Material provided:
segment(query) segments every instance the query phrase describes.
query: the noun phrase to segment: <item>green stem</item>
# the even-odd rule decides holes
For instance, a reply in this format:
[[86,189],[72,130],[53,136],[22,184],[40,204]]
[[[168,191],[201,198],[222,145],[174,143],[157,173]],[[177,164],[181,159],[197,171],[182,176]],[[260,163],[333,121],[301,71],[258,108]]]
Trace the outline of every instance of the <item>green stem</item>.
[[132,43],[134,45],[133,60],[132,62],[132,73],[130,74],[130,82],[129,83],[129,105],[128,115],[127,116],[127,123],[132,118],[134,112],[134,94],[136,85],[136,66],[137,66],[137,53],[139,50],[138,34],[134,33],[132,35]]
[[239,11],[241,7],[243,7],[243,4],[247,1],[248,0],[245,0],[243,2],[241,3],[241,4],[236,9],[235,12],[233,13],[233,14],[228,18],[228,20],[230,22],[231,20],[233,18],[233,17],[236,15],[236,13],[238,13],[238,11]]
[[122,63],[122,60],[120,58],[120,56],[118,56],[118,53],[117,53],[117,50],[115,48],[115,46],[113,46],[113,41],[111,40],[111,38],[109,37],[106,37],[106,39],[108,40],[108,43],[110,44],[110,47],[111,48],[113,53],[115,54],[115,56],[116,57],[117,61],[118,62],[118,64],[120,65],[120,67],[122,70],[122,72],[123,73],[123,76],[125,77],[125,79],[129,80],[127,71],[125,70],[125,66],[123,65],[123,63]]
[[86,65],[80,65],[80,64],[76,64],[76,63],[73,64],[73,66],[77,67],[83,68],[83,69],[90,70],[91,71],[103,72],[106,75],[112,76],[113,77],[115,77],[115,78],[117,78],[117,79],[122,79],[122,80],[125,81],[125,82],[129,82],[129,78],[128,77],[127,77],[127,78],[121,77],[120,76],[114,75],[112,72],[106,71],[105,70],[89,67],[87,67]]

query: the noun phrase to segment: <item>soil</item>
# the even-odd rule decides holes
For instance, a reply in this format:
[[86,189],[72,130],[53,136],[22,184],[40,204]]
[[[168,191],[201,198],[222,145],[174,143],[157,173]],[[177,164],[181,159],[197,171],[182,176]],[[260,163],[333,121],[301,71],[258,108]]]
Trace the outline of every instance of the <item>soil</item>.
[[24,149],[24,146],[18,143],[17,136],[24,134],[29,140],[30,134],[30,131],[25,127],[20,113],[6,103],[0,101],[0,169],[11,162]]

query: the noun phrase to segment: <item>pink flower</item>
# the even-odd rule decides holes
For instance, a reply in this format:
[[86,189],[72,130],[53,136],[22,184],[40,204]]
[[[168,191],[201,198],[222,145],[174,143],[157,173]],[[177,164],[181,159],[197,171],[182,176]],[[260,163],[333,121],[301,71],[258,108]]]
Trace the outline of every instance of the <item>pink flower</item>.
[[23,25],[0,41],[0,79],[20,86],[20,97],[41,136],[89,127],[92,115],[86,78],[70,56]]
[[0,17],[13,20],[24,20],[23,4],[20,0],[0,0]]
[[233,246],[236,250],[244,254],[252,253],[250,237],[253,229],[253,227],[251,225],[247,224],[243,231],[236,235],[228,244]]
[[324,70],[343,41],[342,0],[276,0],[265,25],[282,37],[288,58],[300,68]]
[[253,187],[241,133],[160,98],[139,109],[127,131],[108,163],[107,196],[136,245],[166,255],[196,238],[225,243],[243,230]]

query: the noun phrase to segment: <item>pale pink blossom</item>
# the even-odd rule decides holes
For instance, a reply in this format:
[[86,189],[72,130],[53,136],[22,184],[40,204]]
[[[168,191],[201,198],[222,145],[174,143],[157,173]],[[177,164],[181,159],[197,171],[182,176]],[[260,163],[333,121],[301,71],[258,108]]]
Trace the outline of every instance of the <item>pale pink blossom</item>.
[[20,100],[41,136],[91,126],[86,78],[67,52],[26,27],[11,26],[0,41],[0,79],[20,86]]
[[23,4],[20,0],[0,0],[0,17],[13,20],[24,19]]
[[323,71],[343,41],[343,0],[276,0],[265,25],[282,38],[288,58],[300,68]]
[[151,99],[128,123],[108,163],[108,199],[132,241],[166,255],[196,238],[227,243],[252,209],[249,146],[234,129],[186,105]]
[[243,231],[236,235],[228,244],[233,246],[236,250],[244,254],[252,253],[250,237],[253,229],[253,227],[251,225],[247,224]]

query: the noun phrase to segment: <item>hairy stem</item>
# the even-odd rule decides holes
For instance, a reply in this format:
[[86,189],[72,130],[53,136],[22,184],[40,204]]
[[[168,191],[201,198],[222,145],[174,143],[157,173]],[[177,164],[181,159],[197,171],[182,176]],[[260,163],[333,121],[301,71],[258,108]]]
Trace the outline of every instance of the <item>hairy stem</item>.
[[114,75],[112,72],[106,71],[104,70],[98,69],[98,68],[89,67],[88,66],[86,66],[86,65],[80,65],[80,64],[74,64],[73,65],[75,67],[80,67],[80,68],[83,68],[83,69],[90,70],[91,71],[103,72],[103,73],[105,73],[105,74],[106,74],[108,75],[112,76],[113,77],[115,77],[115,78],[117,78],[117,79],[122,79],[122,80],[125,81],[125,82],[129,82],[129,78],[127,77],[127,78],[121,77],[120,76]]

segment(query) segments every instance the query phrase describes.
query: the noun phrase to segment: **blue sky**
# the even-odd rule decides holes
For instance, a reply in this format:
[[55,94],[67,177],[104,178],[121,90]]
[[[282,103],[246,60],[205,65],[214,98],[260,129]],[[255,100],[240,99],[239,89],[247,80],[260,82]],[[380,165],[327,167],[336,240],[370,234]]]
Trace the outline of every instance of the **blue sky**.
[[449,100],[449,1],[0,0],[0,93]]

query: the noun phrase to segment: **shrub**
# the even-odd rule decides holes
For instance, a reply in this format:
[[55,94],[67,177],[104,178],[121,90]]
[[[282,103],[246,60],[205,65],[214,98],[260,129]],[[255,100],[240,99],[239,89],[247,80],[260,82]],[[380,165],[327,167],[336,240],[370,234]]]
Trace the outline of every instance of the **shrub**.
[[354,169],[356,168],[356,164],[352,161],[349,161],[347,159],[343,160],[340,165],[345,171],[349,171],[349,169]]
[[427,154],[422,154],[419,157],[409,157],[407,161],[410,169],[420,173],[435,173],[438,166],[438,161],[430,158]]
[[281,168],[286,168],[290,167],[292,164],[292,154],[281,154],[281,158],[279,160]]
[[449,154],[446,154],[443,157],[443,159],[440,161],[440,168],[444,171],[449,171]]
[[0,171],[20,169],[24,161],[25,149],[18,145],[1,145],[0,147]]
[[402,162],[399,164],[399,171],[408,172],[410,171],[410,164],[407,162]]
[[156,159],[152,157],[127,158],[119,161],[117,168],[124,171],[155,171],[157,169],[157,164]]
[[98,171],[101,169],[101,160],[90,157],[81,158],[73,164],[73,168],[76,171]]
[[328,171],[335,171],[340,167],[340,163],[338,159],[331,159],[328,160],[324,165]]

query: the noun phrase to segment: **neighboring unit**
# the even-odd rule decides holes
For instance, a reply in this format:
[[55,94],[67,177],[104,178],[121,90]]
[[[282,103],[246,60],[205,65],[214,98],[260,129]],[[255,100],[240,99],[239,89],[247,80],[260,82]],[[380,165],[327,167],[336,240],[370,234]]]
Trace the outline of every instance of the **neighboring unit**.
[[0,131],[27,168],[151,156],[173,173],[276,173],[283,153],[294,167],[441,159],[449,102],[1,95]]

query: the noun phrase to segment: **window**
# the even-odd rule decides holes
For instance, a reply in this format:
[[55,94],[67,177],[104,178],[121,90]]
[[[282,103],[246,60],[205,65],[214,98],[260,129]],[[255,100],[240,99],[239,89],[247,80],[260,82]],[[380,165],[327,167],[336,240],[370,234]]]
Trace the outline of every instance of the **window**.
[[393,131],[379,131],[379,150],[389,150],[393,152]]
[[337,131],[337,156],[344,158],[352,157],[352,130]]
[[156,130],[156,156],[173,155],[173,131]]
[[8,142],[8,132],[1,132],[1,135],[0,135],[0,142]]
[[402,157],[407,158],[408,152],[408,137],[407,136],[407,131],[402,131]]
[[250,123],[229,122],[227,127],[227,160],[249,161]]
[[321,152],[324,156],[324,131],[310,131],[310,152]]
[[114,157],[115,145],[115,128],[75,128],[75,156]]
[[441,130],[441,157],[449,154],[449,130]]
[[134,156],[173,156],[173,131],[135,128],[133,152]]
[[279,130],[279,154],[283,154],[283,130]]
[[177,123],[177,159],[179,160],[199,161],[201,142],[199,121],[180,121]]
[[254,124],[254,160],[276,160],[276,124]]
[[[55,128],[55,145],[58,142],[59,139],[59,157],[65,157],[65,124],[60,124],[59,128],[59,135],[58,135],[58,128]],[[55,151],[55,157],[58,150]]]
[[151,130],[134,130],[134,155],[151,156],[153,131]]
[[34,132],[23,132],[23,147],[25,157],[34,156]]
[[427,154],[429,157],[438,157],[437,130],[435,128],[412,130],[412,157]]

Exercise prompt:
Can you arrange the items above as a Markdown table with the columns "Row" and "Line", starting with the first line and going on through the line containing "Trace the outline of every instance of the <item>green", numbering each row and leaving out blank lines?

Finished task:
| Row | Line |
|---|---|
| 1 | segment(query) segments every instance the query phrase describes. |
| 2 | query: the noun phrase to segment: <item>green stem</item> |
| 3 | # the even-odd rule decides holes |
| 4 | For instance, a reply in this format: |
| 5 | [[86,189],[72,130],[53,136],[22,184],[40,204]] |
| 6 | [[[168,191],[201,198],[222,145],[174,143],[157,173]],[[177,164],[181,159],[197,171],[182,176]],[[260,163],[333,121],[301,71],[258,108]]] |
| 7 | Trace the outline of every instance of the <item>green stem</item>. |